STATED PROBLEM A:
Transcribe the part of the Merkle trie article starting at "Understanding Merkle Tries" and ending at "us was right.".

READING TEXT:
(begin)

Understanding Merkle Tries for Blockchain State Management
Every blockchain has some state associated with it. That state can be thought of as a collection of key/value pairs. This state might represent something simple, like how many tokens each account has. The state might represent something more complicated like the code of a smart contract. No matter what this state represents, everyone on the blockchain has to reach agreement. If I thought that you had ten tokens, but you thought that you had a million tokens, we obviously couldn’t get much done until we figured out which of us was right.
Unfortunately reaching agreement about the state is quite a big problem. One issue is how to set things up so that bad participants can never trick trustworthy participants into accepting a bad state. The other issue is that the state is very large. How can participants reach agreement quickly if even transmitting the state takes a long time? In this article we will talk about one possible solution to the latter issue, the Merkle trie.
What is a Merkle Trie?

(end)

STORED RECORDS:

(begin)

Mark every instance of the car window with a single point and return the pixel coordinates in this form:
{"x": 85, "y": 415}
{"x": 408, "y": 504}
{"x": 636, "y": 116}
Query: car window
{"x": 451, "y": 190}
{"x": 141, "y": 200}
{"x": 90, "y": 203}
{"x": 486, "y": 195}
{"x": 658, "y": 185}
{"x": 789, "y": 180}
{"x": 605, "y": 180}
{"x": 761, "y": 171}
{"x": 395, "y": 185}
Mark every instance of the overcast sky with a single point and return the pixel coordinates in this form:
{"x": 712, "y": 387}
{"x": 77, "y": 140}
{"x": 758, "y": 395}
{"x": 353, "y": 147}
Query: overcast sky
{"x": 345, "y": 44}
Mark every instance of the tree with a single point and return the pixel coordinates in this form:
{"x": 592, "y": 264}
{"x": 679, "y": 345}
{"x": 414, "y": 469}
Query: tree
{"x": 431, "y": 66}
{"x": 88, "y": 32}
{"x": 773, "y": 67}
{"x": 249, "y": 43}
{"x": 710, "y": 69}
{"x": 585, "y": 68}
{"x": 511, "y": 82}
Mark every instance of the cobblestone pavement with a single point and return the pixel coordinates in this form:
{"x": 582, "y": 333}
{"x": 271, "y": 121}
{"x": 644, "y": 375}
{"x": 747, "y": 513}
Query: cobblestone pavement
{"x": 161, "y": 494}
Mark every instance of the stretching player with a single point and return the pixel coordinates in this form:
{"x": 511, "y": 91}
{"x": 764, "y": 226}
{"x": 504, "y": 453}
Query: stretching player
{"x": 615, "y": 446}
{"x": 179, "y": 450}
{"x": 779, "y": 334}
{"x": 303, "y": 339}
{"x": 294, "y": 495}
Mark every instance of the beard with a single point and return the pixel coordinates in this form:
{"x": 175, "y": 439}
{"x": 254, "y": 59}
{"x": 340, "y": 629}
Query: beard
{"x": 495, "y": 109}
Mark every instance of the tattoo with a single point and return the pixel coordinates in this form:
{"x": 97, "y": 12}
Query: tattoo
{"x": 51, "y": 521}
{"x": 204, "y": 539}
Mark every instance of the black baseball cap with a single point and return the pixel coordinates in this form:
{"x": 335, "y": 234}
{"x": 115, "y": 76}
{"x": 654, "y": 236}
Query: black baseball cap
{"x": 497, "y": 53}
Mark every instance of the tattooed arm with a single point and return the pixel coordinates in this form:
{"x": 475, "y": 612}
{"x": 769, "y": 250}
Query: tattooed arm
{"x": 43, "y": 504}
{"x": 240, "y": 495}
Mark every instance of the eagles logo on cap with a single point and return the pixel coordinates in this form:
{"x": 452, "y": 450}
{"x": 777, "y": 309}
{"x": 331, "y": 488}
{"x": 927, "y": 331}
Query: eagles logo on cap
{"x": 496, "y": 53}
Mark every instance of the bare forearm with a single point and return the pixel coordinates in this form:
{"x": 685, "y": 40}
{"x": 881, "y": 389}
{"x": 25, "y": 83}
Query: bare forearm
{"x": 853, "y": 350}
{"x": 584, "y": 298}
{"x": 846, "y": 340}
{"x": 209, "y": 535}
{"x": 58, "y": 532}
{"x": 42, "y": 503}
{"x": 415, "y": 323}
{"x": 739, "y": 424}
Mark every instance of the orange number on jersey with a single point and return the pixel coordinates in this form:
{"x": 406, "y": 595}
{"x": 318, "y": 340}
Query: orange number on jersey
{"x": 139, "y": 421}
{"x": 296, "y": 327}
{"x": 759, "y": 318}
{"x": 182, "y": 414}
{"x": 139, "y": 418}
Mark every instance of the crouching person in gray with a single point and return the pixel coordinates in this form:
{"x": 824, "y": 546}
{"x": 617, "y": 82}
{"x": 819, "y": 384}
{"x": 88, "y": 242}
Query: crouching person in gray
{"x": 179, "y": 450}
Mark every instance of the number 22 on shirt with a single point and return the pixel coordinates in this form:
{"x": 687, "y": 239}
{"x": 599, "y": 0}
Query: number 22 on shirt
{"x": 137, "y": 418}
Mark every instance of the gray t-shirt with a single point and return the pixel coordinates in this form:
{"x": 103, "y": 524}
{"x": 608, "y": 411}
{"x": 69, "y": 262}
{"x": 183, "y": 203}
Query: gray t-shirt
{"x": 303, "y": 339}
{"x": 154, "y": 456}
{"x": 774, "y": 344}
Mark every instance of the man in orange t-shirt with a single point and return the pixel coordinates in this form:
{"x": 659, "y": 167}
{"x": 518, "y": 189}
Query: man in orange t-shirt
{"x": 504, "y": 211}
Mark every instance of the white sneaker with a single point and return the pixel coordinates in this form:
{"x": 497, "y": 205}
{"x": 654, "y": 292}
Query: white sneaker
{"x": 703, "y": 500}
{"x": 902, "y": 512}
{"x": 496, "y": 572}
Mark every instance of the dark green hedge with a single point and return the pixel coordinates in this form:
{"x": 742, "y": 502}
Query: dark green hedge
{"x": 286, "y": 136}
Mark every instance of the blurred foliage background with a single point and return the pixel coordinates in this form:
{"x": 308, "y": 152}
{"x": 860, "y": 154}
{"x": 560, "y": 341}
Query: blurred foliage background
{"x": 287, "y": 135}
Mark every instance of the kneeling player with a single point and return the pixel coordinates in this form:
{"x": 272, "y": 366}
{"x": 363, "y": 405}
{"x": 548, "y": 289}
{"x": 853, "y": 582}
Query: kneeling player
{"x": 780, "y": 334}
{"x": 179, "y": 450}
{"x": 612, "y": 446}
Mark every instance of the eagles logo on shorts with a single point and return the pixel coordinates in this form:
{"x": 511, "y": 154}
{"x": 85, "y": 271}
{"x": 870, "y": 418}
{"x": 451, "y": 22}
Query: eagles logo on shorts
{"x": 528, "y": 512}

(end)

STATED PROBLEM B:
Show each line of the rows above that contains the string "shorts". Case counts.

EXERCISE ANSWER A:
Understanding Merkle Tries for Blockchain State Management
Every blockchain has some state associated with it. That state can be thought of as a collection of key/value pairs. This state might represent something simple, like how many tokens each account has. The state might represent something more complicated like the code of a smart contract. No matter what this state represents, everyone on the blockchain has to reach agreement. If I thought that you had ten tokens, but you thought that you had a million tokens, we obviously couldn’t get much done until we figured out which of us was right.

EXERCISE ANSWER B:
Mark every instance of the eagles logo on shorts with a single point and return the pixel coordinates in this form:
Query: eagles logo on shorts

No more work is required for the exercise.